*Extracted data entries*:

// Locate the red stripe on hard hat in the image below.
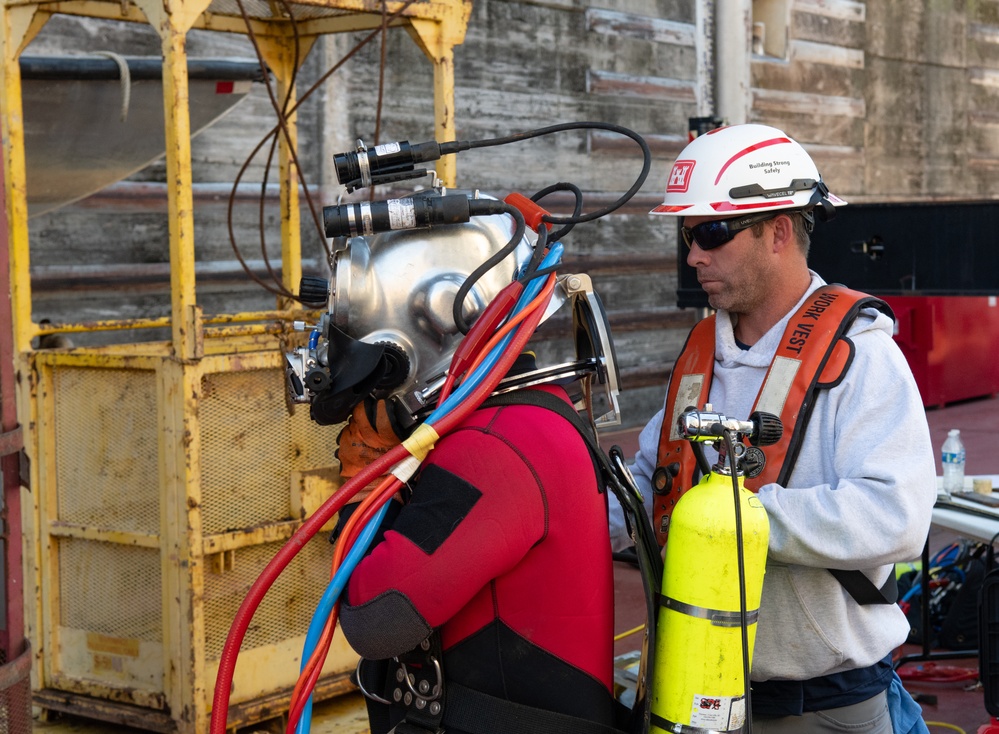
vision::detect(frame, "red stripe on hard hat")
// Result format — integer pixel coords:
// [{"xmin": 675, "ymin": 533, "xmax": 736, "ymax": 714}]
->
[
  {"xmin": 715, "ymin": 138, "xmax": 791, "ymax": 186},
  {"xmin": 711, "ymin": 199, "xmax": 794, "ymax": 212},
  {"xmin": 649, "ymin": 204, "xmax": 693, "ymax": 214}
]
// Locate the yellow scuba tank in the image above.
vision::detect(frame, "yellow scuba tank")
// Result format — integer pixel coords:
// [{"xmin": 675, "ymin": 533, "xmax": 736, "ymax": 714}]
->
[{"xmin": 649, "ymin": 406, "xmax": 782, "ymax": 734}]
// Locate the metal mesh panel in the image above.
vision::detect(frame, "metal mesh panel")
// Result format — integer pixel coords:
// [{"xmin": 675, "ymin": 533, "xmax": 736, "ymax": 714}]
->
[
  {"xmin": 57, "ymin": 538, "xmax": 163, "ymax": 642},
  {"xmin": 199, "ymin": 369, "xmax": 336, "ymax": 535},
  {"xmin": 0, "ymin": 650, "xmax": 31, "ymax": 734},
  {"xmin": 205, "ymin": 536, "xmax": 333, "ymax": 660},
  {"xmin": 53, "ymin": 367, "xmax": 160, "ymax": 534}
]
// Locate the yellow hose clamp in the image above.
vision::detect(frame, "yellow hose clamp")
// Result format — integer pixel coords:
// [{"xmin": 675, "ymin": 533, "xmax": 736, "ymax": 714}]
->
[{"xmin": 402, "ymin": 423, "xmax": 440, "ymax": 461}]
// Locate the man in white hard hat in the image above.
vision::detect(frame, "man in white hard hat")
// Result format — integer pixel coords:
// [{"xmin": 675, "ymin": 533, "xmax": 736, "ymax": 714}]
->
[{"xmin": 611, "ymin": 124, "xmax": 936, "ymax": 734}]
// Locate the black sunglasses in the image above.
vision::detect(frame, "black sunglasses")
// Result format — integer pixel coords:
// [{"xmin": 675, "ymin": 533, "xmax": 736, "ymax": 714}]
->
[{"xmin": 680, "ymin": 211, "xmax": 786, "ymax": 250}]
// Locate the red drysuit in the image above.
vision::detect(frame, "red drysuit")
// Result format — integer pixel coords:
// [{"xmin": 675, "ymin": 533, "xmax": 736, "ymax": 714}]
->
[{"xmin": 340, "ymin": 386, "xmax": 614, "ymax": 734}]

*Problem to solve*: Render the records from the line containing "clamp in the image above." through the end of the records as a numbered list, omitting any blank lines.

*Exercise result*:
1. // Locate the yellow hose clamp in the image above.
2. vision::detect(frame, "yellow hose clamp")
3. // Result format — integer pixel coords:
4. // [{"xmin": 675, "ymin": 533, "xmax": 736, "ymax": 714}]
5. ->
6. [{"xmin": 402, "ymin": 423, "xmax": 440, "ymax": 461}]
7. // Locate the man in white hard hat in the image above.
8. vision::detect(frame, "man in white hard hat")
9. // Result format — integer pixel coords:
10. // [{"xmin": 675, "ymin": 533, "xmax": 736, "ymax": 714}]
11. ->
12. [{"xmin": 611, "ymin": 124, "xmax": 936, "ymax": 734}]
13. // Locate the black sunglasses in the image above.
14. vision::detect(frame, "black sunglasses")
15. // Result format — integer pixel coords:
16. // [{"xmin": 675, "ymin": 533, "xmax": 736, "ymax": 714}]
17. ->
18. [{"xmin": 680, "ymin": 211, "xmax": 786, "ymax": 250}]
19. // Locate the red drysuit in the image above.
20. vision::detect(frame, "red drysuit")
21. // Result format — integer pixel coords:
22. // [{"xmin": 675, "ymin": 533, "xmax": 736, "ymax": 714}]
23. ->
24. [{"xmin": 340, "ymin": 386, "xmax": 614, "ymax": 734}]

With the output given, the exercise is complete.